Stéphanie Piquet Piveteau a un parcours atypique. Officier de terrain pendant 15 ans, elle s'est ensuite spécialisée en communication, occupant de nombreux postes au sein de l'armée : chargée de recrutement, chargée de communication, responsable de la communication... Elle est actuellement directeur de la communication d'un organisme de l'OTAN.

Le Groupe LinkedIn sur ''la communication interne dans le secteur public'' est très honoré de sa contribution qui met en lumière le rôle essentiel de la communication interne au sein de l'armée.

Commandement versus management. Et si la réconciliation passait par la communication interne ?

Colonne vertébrale de l’institution militaire, le commandement a connu nombre de bouleversements, imputables tant aux évolutions culturelles de la société civile qu’aux récentes restructurations des armées. Pourquoi ? Car la subtile alchimie entre les principes d’autorité, de légitimité et de persuasion, fondement de cet art militaire s’articule désormais dans des proportions différentes. La communication interne y occupe une place grandissante, ce qui rapproche progressivement le commandement militaire de son alter ego civil : le management.
---------------
CONSIGNE ÉCRITE A:
Dans les entrées, reproduisez le passage qui va de la ligne contenant « [pin] sky (one » jusqu'à la ligne contenant « Target: sky », ces deux lignes comprises, sans reprendre les images.

EXTRAITS DES ENTRÉES:
---------------
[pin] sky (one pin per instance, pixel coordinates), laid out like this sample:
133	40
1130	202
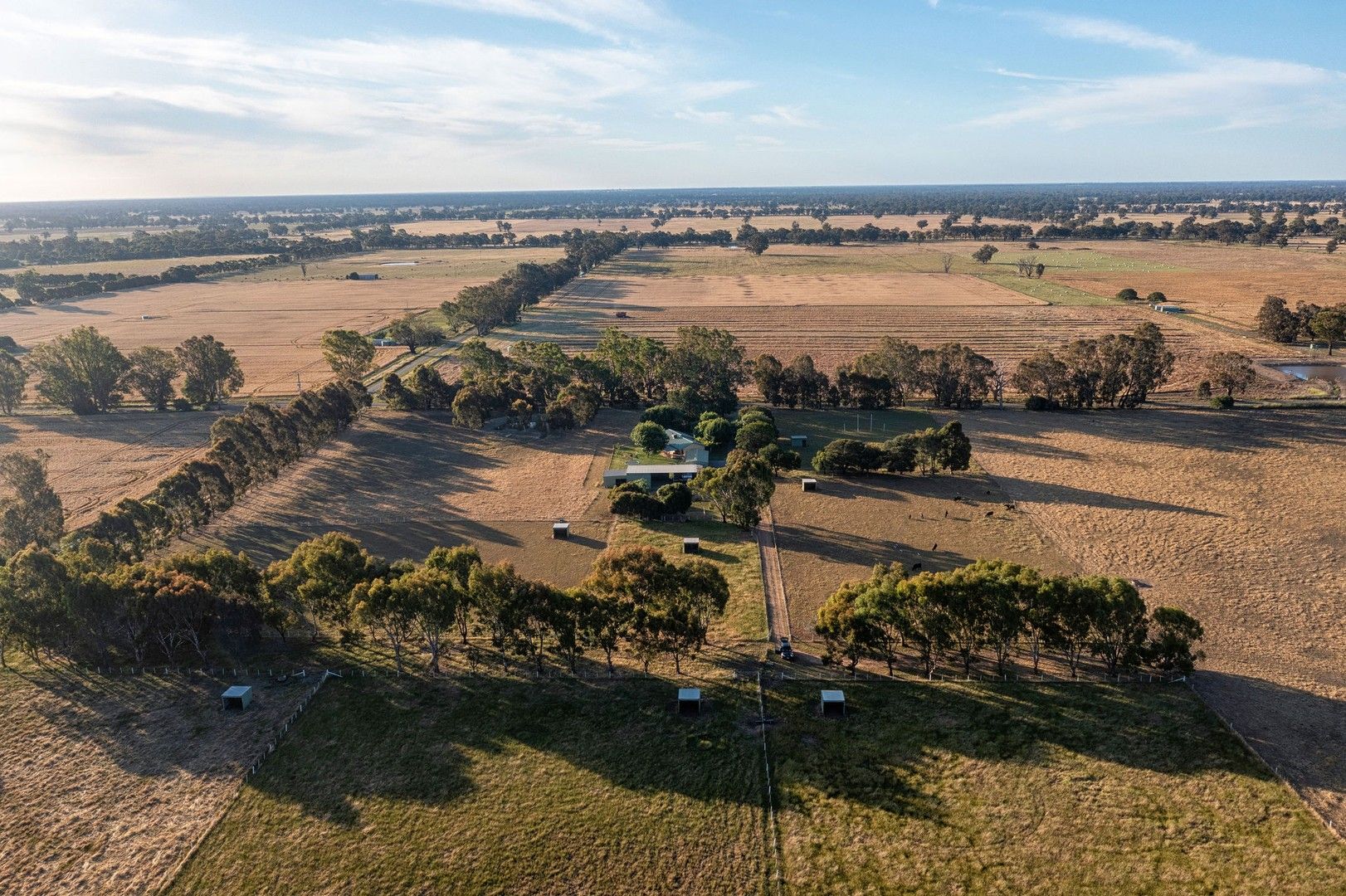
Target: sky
---------------
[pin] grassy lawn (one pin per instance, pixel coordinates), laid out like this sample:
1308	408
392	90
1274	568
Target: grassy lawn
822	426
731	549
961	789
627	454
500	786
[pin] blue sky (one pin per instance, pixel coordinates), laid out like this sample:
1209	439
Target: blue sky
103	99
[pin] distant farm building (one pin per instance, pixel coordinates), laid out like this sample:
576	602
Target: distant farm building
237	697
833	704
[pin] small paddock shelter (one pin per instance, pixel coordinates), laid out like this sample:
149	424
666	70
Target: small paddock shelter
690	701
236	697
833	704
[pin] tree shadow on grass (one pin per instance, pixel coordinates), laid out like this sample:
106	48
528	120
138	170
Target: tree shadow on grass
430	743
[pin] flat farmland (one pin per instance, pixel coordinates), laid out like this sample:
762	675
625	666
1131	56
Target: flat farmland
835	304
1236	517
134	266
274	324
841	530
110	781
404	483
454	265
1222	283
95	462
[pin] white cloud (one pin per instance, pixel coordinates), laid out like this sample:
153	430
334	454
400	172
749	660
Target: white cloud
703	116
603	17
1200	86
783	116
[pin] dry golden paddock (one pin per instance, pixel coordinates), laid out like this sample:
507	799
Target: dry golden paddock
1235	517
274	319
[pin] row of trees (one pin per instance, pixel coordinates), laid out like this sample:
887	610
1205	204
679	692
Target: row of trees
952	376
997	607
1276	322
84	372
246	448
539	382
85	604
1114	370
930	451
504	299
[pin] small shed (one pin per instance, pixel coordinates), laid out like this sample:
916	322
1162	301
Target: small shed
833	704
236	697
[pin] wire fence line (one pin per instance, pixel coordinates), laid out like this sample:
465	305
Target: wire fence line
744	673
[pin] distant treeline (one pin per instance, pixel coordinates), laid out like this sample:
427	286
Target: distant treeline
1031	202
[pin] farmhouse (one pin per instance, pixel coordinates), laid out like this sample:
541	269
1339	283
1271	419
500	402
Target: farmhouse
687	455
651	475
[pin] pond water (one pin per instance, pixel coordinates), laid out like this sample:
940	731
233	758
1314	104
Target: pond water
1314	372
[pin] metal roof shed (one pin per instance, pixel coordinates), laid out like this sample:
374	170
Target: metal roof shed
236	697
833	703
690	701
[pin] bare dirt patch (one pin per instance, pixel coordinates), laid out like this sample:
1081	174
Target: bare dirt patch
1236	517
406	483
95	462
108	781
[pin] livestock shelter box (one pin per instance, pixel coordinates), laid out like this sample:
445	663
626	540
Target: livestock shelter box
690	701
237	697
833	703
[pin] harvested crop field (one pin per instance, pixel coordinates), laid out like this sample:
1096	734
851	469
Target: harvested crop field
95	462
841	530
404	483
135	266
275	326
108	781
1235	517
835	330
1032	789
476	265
---------------
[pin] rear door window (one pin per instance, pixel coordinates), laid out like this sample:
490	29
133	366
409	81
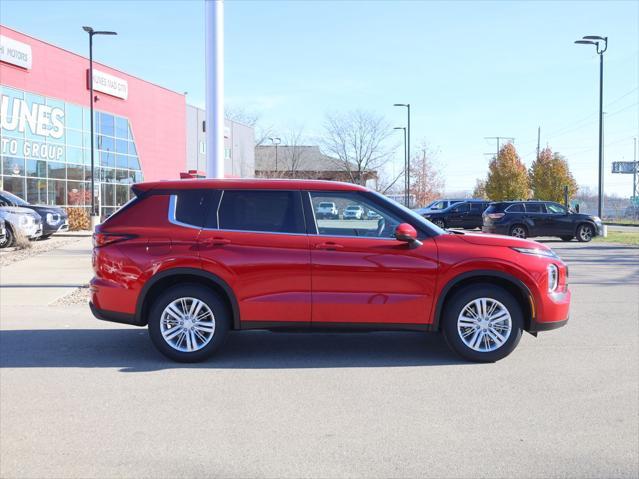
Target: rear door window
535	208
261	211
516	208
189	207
---------------
CONSIGNE ÉCRITE B:
Prolongez le texte sur le commandement militaire et la communication interne à la suite de sa dernière phrase.

RÉPONSE ÉCRITE A:
[pin] sky (one pin per instance, pixel coordinates), laid out like this sample:
133	40
1130	202
Target: sky

RÉPONSE ÉCRITE B:
L’autorité a toujours constitué la clef de voûte de l’institution militaire. Elle s’appuie tout à la fois sur la fonction occupée, la personnalité du chef, sa capacité de décision et la gestion des responsabilités qui en découlent. Ce sont autant de données qui nourrissent le sentiment de respect de ceux qui sont commandés par un Bonaparte devenu Général par ses seules prouesses militaires et personnifiant l’autorité. Le chef s’attachait la confiance de ses troupes par le courage héroïque dont il faisait preuve au combat. Il s’agissait alors au sein des armées d’une communication par l’exemple fortement interpersonnelle. Même bourru et peu loquace, le chef suscitait l’adhésion de tous grâce à ses exploits et la personne qui gagnait ses galons au combat constituait à elle seule à la fois le médium et le message. Auréolé de gloire, il tirait une véritable légitimité de ses faits d’arme. On voit bien à travers cet exemple de commandement d’un autre siècle, mais dont les principes fondateurs ont perduré, que les principes de légitimité et de persuasion n’étaient alors que des corollaires nécessaires mais secondaires dans ce système. En effet, si l’emploi de la persuasion, du message oral, comme seul pilier du commandement, en se reposant sur des prouesses techniques oratoires peut ponctuellement séduire l’audience militaire, cela ne permet pas de fidéliser, c'est-à-dire de persuader sur le long terme.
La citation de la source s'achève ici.